Aufgaben »
(1) Stimmen die folgenden Aussagen mit dem Ausgangstext überein? Antworte jeweils mit Ja oder Nein und zitiere die entscheidenden Worte wörtlich.
(a) Die Polizeien der Länder sind auch dafür zuständig, die Kosten mit einem Leistungsbescheid geltend zu machen.
(b) Über die Befristung nach einer Zurückschiebung entscheidet allein die Ausländerbehörde.
(c) Greifen die Polizeien der Länder bei ihrer eigenen Arbeit einen Ausländer auf, der sich an einem für ihn verbotenen Ort aufhält, sind sie für die Durchsetzung der räumlichen Beschränkung zuständig.
(2) Beantworte diese Fragen zum Ausgangstext:
(a) Nach welcher Vorschrift werden die Kosten geltend gemacht?
(b) Welche Ausländerbehörde ist bei der Befristungsentscheidung zu beteiligen?
(c) Wofür sind die Polizeien der Länder nach Nummer 71.5.5 zuständig?

Ausgangstext »
71.5.4.1 Die Zuständigkeit der Polizeien der Länder für die Abschiebung und Zurückschiebung umfasst auch die Geltendmachung der Kosten nach Maßgabe des § 67 Absatz 3 durch einen Leistungsbescheid.

71.5.4.2 Die Landespolizeibehörde, die eine Zurückschiebung angeordnet hat, ist auch für die Befristungsentscheidung nach § 11 Absatz 1 Satz 3 zuständig. Die Ausländerbehörde, deren Zuständigkeit bestand oder besteht (in deren Bezirk sich der Ausländer aufhalten will), ist zu beteiligen (vgl. Nummer 11.1.3.2.1).

71.5.5 Die Polizeien der Länder sind für die Durchsetzung der räumlichen Beschränkung zuständig, wenn sie aus Anlass ihrer originären Aufgabenwahrnehmung einen Ausländer aufgreifen, der sich in einem Teil des Bundesgebiets aufhält, in dem er sich nicht aufhalten darf.

Datensätze »
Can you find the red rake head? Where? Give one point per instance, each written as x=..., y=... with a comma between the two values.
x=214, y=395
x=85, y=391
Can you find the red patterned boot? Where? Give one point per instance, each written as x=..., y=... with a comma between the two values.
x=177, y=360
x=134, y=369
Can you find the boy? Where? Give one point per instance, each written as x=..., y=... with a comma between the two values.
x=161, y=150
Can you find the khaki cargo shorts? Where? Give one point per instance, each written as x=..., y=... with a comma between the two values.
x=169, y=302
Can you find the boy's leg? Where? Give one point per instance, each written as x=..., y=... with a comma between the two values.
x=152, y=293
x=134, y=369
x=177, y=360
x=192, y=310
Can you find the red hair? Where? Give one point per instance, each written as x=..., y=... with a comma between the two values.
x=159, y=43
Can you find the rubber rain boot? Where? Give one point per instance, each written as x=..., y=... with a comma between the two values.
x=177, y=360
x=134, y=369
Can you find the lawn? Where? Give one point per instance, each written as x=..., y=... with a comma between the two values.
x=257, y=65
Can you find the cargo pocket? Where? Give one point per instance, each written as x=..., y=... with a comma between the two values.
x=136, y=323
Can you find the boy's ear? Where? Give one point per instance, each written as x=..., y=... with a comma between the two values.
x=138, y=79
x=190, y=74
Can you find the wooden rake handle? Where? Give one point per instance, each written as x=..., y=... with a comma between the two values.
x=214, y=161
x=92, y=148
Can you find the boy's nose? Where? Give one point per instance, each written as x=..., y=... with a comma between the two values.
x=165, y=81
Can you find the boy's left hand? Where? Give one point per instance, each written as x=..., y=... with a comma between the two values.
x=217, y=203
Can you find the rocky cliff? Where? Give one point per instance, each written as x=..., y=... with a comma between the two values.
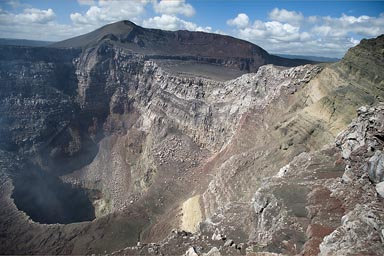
x=122, y=135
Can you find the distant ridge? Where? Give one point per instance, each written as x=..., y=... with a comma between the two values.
x=305, y=57
x=221, y=49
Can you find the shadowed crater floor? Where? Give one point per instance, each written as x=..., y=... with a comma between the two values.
x=46, y=199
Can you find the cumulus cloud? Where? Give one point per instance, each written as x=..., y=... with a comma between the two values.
x=283, y=15
x=174, y=7
x=241, y=21
x=291, y=32
x=29, y=15
x=104, y=12
x=86, y=2
x=171, y=22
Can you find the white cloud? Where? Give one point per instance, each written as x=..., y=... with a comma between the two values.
x=241, y=21
x=105, y=12
x=283, y=15
x=86, y=2
x=292, y=33
x=173, y=7
x=171, y=22
x=29, y=15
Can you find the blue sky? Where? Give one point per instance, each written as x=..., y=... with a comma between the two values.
x=322, y=28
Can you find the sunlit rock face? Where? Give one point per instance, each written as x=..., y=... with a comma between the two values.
x=129, y=135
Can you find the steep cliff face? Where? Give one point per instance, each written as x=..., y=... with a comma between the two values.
x=148, y=140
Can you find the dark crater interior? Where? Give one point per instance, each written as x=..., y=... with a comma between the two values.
x=46, y=199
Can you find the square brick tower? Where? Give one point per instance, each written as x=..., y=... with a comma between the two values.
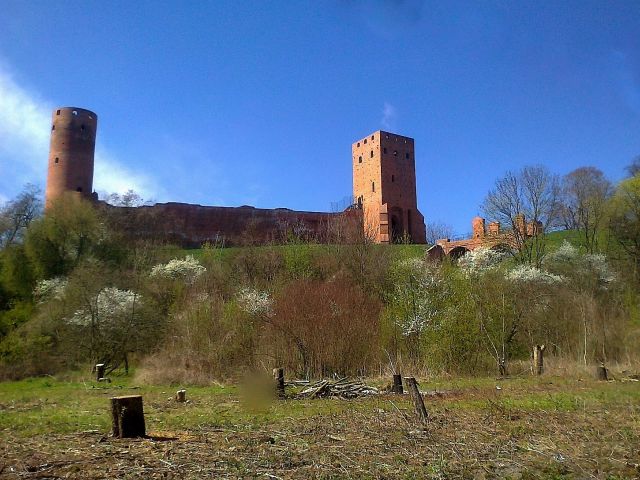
x=384, y=183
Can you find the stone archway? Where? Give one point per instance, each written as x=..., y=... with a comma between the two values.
x=457, y=252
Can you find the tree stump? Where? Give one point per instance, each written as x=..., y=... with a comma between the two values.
x=397, y=384
x=278, y=374
x=538, y=359
x=601, y=372
x=127, y=416
x=100, y=370
x=416, y=398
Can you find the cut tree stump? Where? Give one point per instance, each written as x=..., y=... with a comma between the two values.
x=416, y=398
x=278, y=374
x=100, y=369
x=397, y=384
x=181, y=396
x=601, y=372
x=538, y=359
x=127, y=416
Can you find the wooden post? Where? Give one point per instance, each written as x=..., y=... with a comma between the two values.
x=418, y=402
x=278, y=374
x=100, y=369
x=538, y=359
x=181, y=396
x=397, y=384
x=127, y=416
x=601, y=372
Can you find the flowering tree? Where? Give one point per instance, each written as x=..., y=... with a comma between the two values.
x=187, y=270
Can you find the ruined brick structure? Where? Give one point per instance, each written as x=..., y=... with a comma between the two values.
x=491, y=237
x=71, y=152
x=384, y=184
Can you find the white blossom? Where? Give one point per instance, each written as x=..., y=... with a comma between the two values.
x=109, y=305
x=255, y=302
x=480, y=261
x=529, y=274
x=51, y=289
x=188, y=269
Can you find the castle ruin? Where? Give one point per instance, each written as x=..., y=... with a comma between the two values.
x=384, y=186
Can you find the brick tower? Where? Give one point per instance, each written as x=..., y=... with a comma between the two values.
x=384, y=182
x=71, y=153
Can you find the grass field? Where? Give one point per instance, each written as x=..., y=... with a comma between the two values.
x=524, y=427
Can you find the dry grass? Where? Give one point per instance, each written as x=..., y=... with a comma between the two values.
x=529, y=428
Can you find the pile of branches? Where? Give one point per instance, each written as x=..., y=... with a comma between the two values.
x=341, y=388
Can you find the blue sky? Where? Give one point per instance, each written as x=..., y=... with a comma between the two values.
x=232, y=103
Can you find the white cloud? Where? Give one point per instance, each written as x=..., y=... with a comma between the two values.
x=389, y=115
x=25, y=119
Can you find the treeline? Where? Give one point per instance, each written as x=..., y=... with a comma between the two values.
x=75, y=291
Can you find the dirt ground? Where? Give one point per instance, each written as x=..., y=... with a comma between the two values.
x=594, y=433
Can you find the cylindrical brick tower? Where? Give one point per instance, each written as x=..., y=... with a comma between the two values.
x=71, y=153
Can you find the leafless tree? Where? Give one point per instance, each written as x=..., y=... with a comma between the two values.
x=534, y=193
x=17, y=214
x=584, y=196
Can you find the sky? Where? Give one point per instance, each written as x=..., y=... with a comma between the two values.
x=257, y=103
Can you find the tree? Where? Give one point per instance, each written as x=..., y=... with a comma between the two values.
x=17, y=214
x=624, y=217
x=585, y=192
x=533, y=192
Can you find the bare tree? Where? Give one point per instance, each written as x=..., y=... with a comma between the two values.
x=528, y=201
x=633, y=168
x=17, y=214
x=584, y=193
x=437, y=230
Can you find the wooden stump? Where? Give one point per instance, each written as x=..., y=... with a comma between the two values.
x=416, y=398
x=278, y=374
x=397, y=384
x=601, y=372
x=538, y=359
x=127, y=416
x=100, y=370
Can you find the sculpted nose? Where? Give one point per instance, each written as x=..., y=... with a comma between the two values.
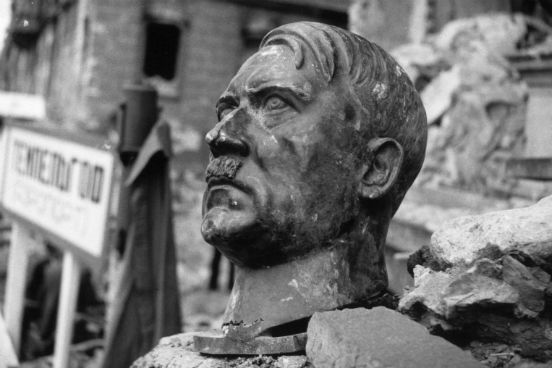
x=226, y=139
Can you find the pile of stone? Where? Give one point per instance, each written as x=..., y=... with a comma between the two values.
x=484, y=283
x=475, y=100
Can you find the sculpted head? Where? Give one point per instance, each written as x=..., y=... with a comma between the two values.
x=320, y=135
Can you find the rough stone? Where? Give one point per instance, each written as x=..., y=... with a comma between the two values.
x=378, y=337
x=488, y=278
x=475, y=101
x=465, y=239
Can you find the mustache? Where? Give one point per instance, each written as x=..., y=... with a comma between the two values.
x=222, y=167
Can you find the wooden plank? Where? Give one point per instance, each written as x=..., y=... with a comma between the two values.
x=8, y=357
x=21, y=242
x=530, y=168
x=70, y=277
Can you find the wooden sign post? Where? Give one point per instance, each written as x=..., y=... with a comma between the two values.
x=58, y=188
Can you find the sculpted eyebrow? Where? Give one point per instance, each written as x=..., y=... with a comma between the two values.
x=303, y=94
x=226, y=99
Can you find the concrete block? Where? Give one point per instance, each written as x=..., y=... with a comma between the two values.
x=378, y=337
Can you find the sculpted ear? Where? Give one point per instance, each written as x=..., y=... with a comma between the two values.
x=383, y=171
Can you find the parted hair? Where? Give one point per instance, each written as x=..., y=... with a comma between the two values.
x=387, y=103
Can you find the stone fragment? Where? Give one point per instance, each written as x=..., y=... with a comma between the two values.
x=465, y=239
x=378, y=337
x=531, y=288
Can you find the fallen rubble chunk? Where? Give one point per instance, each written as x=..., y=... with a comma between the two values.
x=378, y=337
x=466, y=239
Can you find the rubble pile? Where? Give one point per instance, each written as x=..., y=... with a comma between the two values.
x=484, y=283
x=475, y=100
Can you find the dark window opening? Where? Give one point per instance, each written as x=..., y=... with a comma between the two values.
x=162, y=44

Lösungen »
(1)
(a) Ja: „umfasst auch die Geltendmachung der Kosten nach Maßgabe des § 67 Absatz 3 durch einen Leistungsbescheid“
(b) Nein: „Die Landespolizeibehörde, die eine Zurückschiebung angeordnet hat, ist auch für die Befristungsentscheidung nach § 11 Absatz 1 Satz 3 zuständig.“
(c) Ja: „Die Polizeien der Länder sind für die Durchsetzung der räumlichen Beschränkung zuständig, wenn sie aus Anlass ihrer originären Aufgabenwahrnehmung einen Ausländer aufgreifen“

(2)
(a) Nach § 67 Absatz 3.
(b) Die Ausländerbehörde, deren Zuständigkeit bestand oder besteht, also die, in deren Bezirk sich der Ausländer aufhalten will.
(c) Für die Durchsetzung der räumlichen Beschränkung.